## Arbeitsanweisungen
1. Führen Sie sämtliche Städte auf, die der Textabschnitt über Otto Sander nennt.
2. Schreiben Sie den Textabschnitt über Otto Sander im Anschluss an seinen letzten Satz weiter.

## Textabschnitt

——

"Er drängte sich nie vor, aber machte dann aus jeder Nebenrolle eine Hauptfigur", sagt Theaterregisseur Claus Peymann über Otto Sander, den er 1968 ins Ensemble der Freien Volksbühne Berlin holt. Da hat Sander bereits erste Engagements in Düsseldorf und Heidelberg sowie an Privat- und Kleinkunstbühnen in München.
In den folgenden Jahren wird er zu einem der gefragtesten Darsteller Deutschlands. Sanders Entscheidung für die Schauspielerei ist allerdings eine Art Flucht nach vorne.
Schauspiel als Befreiung
In seiner Kindheit hänseln ihn die Klassenkameraden wegen seiner roten Haare und Sommersprossen. Sander bekennt, er habe schon mit sechs unter einer bedrückenden Scham gelitten. Muss er einen vollen Raum durchqueren, spüre er die Blicke der Leute. "Ich hab' oft Angst. Auf Ämtern, vor Polizisten, vor großen, starken Menschen, vor Hunden, vor frechen kleinen Kindern."
Im echten Leben begibt sich Sander ungern in beklemmende Situationen, auf der Bühne aber umso mehr. "Das Schöne am Theater ist, dass man da spielend die Probleme lösen kann." Dabei haftet seinem Spiel immer eine Melancholie an, der er auch durch seine markante tiefe Stimme Ausdruck verleiht.
Sander wird am 30. Juni 1941 in Hannover geboren. Nach dem Abitur leistet er Wehrdienst bei der Bundesmarine und bleibt dem Meer auch danach verbunden: als passionierter Segler und später als "Bootschafter" der Deutschen Gesellschaft zur Rettung Schiffbrüchiger. Ab 1963 nimmt er Schauspielunterricht in München. Doch wegen "ungebührlichen Verhaltens" wird Sander der Schule verwiesen. Er muss die Abschlussprüfung als Externer nachholen - mit Erfolg.

——

## Materialübersicht
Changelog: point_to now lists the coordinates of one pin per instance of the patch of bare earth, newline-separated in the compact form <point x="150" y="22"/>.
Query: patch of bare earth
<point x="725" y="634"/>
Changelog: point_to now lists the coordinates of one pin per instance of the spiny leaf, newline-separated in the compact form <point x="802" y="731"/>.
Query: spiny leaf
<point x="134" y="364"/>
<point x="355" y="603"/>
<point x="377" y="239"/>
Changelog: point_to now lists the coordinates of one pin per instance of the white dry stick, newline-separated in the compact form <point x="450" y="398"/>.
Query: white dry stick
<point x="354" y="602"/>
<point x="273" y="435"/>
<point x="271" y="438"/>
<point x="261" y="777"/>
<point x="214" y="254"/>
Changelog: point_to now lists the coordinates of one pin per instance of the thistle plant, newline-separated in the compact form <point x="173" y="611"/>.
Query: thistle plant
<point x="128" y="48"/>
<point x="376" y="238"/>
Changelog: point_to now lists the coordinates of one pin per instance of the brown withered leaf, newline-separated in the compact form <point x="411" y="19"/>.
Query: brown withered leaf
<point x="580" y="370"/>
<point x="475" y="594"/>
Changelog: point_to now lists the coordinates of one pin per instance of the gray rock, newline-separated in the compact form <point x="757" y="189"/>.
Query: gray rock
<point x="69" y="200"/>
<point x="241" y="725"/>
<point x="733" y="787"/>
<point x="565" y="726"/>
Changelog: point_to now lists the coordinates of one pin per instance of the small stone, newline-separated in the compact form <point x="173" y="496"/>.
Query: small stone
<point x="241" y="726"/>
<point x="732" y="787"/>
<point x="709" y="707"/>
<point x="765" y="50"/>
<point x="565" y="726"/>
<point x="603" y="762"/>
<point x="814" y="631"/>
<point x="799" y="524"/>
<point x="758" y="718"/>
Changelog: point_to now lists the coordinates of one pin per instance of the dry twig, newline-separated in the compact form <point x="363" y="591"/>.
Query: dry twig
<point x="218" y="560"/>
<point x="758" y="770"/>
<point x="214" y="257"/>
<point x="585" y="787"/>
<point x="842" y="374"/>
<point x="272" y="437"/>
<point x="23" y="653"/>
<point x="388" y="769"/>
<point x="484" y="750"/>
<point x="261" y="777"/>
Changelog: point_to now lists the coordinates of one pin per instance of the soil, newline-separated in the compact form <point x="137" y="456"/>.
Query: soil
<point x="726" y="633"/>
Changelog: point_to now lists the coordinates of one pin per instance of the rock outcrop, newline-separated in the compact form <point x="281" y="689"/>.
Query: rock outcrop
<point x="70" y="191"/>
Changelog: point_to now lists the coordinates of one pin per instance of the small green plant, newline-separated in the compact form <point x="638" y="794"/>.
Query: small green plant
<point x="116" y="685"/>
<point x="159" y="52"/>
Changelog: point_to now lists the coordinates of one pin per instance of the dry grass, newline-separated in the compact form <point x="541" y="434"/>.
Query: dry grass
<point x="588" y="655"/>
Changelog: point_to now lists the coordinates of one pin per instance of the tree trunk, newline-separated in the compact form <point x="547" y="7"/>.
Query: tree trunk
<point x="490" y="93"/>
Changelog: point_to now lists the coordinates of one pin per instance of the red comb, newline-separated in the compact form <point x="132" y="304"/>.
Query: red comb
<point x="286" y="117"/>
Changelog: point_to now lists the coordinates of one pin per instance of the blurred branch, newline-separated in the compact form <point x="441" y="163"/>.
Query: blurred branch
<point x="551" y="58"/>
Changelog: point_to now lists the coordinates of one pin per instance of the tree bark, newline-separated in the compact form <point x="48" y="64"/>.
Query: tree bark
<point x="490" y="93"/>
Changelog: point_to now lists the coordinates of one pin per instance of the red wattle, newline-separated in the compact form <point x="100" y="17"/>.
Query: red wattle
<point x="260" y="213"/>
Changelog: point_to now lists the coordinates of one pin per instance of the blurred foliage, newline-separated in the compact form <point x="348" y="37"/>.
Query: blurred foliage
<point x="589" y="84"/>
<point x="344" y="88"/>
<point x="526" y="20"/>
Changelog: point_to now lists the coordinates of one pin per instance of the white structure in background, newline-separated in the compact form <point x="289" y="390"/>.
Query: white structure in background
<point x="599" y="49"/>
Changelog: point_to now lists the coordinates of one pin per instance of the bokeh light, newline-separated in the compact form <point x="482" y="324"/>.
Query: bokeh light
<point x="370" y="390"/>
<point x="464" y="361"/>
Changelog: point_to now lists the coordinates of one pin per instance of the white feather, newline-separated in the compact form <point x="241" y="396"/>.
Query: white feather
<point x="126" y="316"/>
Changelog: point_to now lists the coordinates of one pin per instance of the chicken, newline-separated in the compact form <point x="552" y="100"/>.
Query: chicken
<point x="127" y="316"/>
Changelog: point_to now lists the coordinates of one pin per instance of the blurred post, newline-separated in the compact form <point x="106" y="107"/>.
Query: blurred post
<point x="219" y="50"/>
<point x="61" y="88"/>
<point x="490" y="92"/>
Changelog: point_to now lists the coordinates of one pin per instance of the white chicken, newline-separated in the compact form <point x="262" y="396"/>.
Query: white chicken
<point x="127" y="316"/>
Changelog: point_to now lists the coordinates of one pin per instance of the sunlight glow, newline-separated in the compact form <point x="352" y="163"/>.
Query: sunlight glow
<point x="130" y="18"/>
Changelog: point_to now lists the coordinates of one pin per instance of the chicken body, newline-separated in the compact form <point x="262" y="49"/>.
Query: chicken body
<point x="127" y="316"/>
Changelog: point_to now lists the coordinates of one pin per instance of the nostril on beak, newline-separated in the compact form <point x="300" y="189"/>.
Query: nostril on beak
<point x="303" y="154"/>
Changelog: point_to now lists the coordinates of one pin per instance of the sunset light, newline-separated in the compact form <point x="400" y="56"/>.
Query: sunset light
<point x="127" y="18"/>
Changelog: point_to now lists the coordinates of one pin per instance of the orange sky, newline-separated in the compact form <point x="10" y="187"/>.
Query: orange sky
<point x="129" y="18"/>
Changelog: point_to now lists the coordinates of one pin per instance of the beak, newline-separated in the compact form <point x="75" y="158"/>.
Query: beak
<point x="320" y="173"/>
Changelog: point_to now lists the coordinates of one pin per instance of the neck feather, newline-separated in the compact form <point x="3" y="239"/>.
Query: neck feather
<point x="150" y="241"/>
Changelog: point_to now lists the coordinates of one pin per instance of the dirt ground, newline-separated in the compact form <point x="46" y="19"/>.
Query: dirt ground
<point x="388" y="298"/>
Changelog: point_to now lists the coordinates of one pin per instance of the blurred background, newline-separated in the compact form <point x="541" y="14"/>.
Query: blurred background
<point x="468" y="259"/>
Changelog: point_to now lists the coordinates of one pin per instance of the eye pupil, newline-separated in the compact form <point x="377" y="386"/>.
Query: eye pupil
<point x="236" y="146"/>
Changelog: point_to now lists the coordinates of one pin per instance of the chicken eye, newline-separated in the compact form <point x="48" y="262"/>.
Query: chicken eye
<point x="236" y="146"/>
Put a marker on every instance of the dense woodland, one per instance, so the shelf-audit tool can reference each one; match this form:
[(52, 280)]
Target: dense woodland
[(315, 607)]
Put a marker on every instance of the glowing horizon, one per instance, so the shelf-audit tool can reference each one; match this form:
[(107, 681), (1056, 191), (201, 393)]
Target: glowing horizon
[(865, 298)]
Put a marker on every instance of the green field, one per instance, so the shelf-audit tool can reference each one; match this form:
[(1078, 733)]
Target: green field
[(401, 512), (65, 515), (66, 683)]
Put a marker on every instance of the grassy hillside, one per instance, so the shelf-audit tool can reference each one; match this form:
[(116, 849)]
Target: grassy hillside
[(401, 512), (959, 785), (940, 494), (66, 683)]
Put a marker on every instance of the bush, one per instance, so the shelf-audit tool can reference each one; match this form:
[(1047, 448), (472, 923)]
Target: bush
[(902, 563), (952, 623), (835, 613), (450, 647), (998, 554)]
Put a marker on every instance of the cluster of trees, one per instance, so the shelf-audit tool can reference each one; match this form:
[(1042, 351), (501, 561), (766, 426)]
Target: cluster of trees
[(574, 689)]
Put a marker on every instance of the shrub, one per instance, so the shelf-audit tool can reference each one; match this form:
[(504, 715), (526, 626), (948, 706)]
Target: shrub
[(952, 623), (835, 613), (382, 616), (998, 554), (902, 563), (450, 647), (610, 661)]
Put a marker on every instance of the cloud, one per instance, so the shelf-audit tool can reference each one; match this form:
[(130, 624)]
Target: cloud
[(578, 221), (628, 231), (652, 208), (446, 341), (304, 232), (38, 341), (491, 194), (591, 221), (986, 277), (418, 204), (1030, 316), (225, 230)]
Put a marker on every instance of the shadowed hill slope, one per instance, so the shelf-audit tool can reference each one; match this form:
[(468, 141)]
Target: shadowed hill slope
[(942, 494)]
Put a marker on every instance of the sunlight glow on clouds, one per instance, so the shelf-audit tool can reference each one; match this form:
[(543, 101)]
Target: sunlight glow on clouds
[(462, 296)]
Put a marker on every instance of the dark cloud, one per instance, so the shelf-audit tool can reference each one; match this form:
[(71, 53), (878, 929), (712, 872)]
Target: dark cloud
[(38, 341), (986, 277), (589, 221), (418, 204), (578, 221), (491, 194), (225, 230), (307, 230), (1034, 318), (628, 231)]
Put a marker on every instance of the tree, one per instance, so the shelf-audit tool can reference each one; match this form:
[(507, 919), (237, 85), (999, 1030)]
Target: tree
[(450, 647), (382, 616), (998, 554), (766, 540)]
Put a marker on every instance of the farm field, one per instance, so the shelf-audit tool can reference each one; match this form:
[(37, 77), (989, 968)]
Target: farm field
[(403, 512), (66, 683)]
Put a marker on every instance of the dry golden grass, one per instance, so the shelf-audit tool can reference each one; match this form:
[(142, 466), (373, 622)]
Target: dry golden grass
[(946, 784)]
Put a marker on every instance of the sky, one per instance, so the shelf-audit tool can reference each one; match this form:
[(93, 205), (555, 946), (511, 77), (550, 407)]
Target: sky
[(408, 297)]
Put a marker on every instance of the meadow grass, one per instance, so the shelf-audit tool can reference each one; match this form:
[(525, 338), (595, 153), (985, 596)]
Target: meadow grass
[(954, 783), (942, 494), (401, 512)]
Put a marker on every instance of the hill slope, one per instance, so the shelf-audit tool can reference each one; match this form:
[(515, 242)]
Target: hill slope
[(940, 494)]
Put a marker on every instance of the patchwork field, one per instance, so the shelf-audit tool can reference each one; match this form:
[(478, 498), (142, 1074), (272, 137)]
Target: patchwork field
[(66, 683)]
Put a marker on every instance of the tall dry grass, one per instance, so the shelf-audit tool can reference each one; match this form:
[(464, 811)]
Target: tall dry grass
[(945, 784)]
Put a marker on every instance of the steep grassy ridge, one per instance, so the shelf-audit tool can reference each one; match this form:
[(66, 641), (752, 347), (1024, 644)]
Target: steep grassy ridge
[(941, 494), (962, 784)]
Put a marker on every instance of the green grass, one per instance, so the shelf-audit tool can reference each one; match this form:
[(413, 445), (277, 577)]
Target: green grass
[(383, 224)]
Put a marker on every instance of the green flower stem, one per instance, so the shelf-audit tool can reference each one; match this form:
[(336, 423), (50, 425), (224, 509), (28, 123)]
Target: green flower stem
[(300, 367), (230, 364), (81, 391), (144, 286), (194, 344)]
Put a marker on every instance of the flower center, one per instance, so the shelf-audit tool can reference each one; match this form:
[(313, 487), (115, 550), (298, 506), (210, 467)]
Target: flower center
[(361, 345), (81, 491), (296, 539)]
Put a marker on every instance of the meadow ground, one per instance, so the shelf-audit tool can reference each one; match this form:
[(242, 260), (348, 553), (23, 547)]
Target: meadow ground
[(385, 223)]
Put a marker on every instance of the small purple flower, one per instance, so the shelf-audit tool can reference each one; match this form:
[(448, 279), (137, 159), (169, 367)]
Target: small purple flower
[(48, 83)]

——

## Lösungen der Aufgaben
1. Berlin, Düsseldorf, Heidelberg, München, Hannover

2.
Von Engel bis alkoholkranker Trompeter
Unter Peymann schafft er als Fritzchen in der Komödie "Sonntags am Meer" den Durchbruch. 1970 wechselt er zu Peter Steins Schaubühne, die in den 70er-Jahren zu einem der weltbesten Theater avanciert - auch dank Schauspielgrößen wie Bruno Ganz, Jutta Lampe und eben Otto Sander.
Auf der Leinwand ist Sander ebenfalls präsent: als preußisch-strenger Junker in "Die Marquise von O", als alkoholkranker Trompeter Meyn in "Die Blechtrommel", als Kapitänleutnant Thomsen in "Das Boot" oder als Engel Cassiel in "Der Himmel über Berlin". Als Ziehvater von Meret und Ben Becker steht er auch häufig mit beiden gemeinsam vor der Kamera oder auf der Bühne. Der profilierte Schauspieler wird mehrfach ausgezeichnet. Er erhält unter anderem den Deutschen Kritikerpreis (1979, 1999), den Adolf-Grimme-Preis (1995) und die Berlinale Kamera (2008).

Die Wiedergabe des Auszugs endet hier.